**Your tasks:**
**1.** Answer these questions using the forum post about the Clang Static Analyzer, one line per answer, each marked like its question.
(a) Which callback does the poster plan to register for branch conditions?
(b) In which variable, and where, would the poster push the taint tags?
(c) Who is named as currently working on TaintChecker?
**2.** In the forum post about the Clang Static Analyzer, rewrite the paragraph beginning "The taint propagation in clang static analyzer" as a short list of steps that keeps its main facts.
**3.** Carry on the forum thread about the Clang Static Analyzer and tainted branch conditions from where it stops.

Clang Static Analyzer conditional terminating call back

Hello all,
I want to check if a tainted value can affect the control flow of some sensitive functions. For example:

value = taint_source()
if (value < xxx) {
  sensitive_func()
}

The taint propagation in clang static analyzer fit part of my need. One approach I can think of is:
Whenever I encounter a branch condition (register checkBranchCondition() call back), I will push a tag(tainted or not) to a taintStack variable in ProgramState.
After the branch block closed, I will pop one tag.
If sensitive_function() get encountered, I will check all the tags in taintStack to see if any of them is tainted.

The problem is I did not find a callback like checkBranchCondition() which will be called every time exiting a branch block. Then what should be a good approach for this control flow checking?

Any suggestions would be appreciated.

Thank you,
Gavin

  • Artem because he knows everything about the analyzer and symbolic execution, + Balázs because he is currently working on TaintChecker.

**Extracted information:**
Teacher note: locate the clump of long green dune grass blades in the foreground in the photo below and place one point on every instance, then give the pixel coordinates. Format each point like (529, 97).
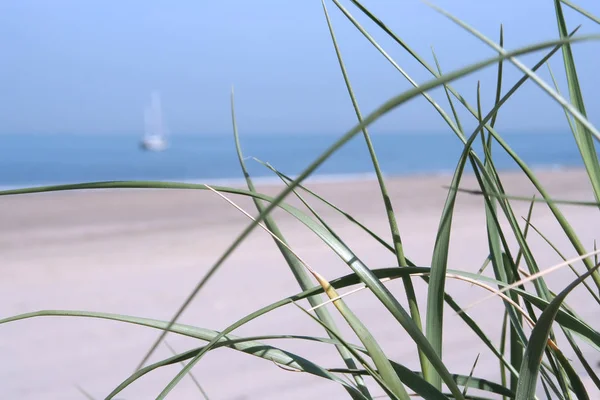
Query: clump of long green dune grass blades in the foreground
(535, 364)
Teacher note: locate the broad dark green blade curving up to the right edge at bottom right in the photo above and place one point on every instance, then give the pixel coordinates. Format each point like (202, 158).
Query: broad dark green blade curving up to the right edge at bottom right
(537, 343)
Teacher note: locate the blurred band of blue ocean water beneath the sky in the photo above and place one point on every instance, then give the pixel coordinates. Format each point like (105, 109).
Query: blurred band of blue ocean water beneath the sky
(56, 159)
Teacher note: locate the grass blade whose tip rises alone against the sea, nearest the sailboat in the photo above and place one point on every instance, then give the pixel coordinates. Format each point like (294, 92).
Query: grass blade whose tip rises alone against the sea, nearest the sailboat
(295, 265)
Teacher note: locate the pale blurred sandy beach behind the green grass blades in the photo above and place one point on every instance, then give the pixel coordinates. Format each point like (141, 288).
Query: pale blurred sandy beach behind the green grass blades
(140, 253)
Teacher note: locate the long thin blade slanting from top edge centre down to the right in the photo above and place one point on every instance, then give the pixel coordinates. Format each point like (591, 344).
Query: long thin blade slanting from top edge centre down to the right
(392, 221)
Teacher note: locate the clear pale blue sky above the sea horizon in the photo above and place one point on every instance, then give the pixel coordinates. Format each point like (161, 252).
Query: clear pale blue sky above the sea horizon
(89, 67)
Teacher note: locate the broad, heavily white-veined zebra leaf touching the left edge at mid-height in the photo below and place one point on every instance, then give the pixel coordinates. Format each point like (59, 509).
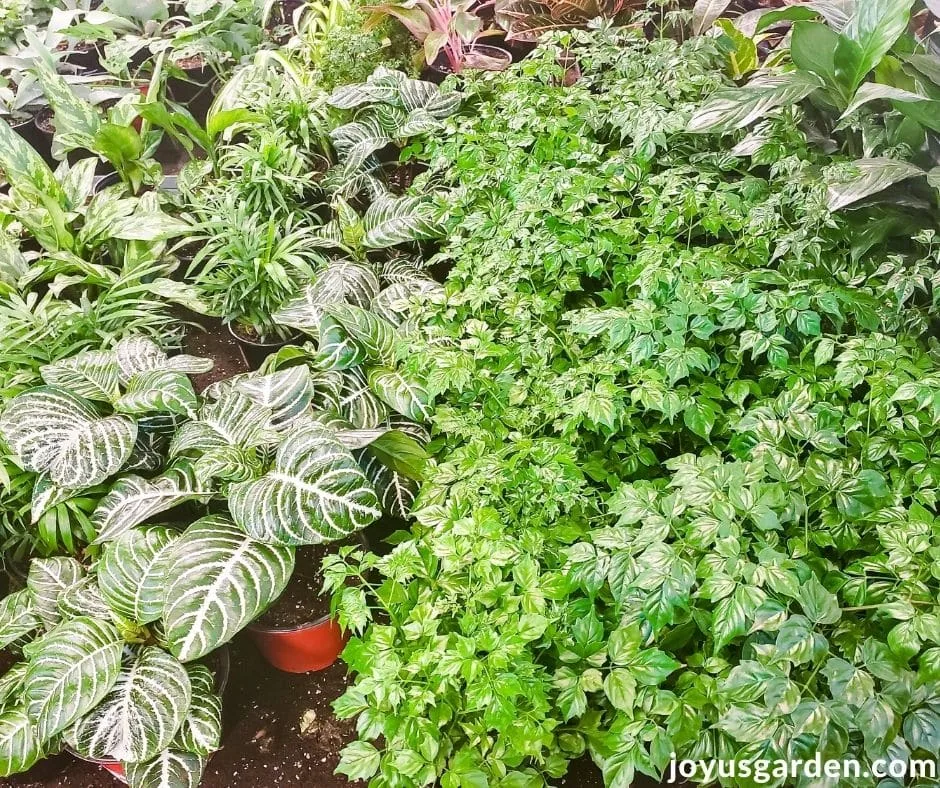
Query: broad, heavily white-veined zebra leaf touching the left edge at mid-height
(52, 431)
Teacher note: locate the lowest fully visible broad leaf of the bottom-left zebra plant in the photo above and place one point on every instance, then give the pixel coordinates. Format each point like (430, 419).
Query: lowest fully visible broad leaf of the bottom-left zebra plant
(142, 713)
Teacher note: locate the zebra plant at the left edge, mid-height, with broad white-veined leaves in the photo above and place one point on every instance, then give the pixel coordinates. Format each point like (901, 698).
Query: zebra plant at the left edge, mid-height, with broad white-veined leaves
(96, 415)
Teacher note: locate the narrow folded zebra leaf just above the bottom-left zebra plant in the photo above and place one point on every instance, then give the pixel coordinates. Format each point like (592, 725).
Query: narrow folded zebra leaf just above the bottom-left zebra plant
(132, 499)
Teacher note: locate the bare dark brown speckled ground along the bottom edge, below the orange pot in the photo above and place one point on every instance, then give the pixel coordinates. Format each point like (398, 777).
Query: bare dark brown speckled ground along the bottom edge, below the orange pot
(279, 731)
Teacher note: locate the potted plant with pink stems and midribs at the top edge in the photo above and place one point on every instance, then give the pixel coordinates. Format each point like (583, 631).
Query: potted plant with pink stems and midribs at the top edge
(451, 32)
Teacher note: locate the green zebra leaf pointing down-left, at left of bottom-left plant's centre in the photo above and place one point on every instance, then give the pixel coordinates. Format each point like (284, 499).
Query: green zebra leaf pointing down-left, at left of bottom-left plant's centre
(76, 666)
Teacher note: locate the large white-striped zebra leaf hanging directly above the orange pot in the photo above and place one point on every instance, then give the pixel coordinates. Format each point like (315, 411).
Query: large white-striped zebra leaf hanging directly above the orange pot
(316, 493)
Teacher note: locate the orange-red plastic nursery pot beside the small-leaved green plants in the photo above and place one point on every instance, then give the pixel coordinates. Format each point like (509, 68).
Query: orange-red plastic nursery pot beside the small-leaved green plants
(305, 648)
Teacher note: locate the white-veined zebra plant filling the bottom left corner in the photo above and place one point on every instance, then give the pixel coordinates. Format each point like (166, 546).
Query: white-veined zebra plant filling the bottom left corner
(111, 653)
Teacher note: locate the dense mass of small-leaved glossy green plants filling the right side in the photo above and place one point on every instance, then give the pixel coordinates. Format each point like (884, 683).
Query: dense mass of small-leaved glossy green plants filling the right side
(686, 489)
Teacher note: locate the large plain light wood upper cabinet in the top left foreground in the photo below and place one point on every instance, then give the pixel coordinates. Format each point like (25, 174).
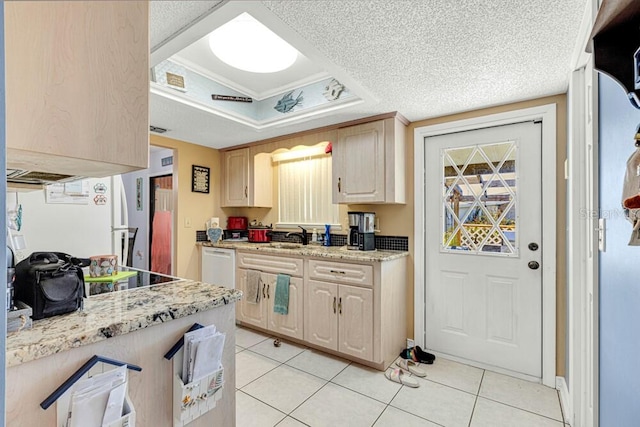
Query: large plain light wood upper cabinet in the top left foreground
(77, 86)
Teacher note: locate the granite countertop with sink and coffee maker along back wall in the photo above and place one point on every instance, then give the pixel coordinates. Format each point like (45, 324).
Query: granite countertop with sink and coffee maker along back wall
(333, 252)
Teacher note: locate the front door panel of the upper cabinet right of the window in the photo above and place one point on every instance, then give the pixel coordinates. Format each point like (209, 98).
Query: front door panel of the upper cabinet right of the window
(358, 164)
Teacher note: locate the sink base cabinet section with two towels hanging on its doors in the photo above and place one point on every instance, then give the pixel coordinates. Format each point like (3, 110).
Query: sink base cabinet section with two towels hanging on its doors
(261, 314)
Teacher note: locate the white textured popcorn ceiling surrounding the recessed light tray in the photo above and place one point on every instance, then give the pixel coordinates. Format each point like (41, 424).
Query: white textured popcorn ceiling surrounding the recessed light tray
(423, 58)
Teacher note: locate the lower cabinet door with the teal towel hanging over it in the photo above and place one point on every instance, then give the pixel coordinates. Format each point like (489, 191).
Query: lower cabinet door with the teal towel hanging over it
(290, 324)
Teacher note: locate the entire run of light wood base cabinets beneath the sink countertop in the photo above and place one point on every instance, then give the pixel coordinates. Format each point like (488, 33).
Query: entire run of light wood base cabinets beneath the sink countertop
(351, 309)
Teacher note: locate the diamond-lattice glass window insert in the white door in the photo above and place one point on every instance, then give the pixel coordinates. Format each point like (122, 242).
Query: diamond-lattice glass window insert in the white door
(479, 203)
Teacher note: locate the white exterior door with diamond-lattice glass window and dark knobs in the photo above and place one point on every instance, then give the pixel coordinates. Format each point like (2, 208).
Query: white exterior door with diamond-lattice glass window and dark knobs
(483, 246)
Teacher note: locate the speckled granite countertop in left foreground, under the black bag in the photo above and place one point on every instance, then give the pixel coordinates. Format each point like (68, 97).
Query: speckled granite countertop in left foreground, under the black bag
(112, 314)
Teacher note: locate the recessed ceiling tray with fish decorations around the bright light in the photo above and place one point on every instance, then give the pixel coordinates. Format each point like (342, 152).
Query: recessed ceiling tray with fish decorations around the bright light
(312, 87)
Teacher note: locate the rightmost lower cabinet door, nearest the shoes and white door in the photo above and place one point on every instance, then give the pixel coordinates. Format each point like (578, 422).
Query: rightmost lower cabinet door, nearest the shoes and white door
(355, 313)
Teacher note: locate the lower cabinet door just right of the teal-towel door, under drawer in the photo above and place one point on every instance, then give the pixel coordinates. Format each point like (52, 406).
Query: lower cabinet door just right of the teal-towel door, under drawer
(320, 316)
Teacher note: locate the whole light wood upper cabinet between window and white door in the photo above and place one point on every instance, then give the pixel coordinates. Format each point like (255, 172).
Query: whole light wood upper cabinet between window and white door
(368, 163)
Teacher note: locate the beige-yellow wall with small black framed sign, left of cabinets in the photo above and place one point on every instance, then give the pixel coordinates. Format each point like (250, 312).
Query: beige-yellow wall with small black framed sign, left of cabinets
(197, 207)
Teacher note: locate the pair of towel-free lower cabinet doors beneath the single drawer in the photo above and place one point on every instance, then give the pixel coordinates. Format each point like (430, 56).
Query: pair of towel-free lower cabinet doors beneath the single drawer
(340, 317)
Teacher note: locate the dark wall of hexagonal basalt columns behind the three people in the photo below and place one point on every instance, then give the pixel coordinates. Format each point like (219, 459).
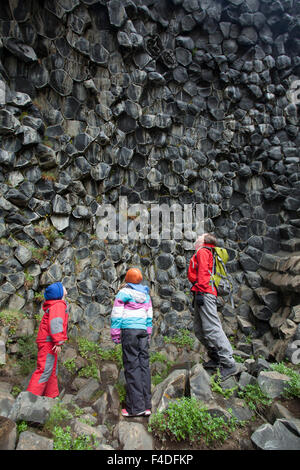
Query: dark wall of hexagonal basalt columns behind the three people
(162, 102)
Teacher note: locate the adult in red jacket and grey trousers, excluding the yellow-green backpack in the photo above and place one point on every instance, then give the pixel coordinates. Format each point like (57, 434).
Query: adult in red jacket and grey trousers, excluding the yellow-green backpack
(207, 325)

**Responses for each task:**
**1.**
(a) checkBranchCondition()
(b) In a taintStack variable in ProgramState.
(c) Balázs.

**2.**
Taint propagation in the Clang Static Analyzer covers part of the need. The proposed approach:
- On each branch condition, through a registered checkBranchCondition() callback, push a tag (tainted or not) onto a taintStack variable in ProgramState.
- When the branch block closes, pop one tag.
- When sensitive_function() is reached, check every tag in taintStack for taint.

**3.**
My first instinct here would be to combine pathsensitive analysis with control flow analysis. In the header file clang/include/clang/Analysis/Analyses/Dominators.h you will find the class ControlDependencyCalculator. You could calculate the control dependencies of the block in which sensitive_func() is called (you can retrieve that through the current ExplodedNode) and find that the CFGBlock whose getLastCondition() is value < xxx is in fact a control dependency. Then, you could, in theory, check whether parts of this expression is tainted.

Artem, do you think this makes any sense?

@Gavin: I’m worried that you’re choosing a wrong strategy here. Branches with tainted conditions can be used for sanitizing the input, but it sounds like you want to ban them rather than promote them. That said, i can’t figure out what’s the right solution for you unless i understand the original problem that you’re trying to solve.

@Kristof: Do you think you can implement a checkBeginControlDependentSection / checkEndControlDependentSection callback pair on top of your control dependency tracking mechanisms, so that they behaved intuitively and always perfectly paired each other, even in the more complicated cases like for-loops and Duff’s devices? (there’s no indication so far that we really need them - scope contexts are much more valuable and might actually be helpful here as well - but i’m kinda curious).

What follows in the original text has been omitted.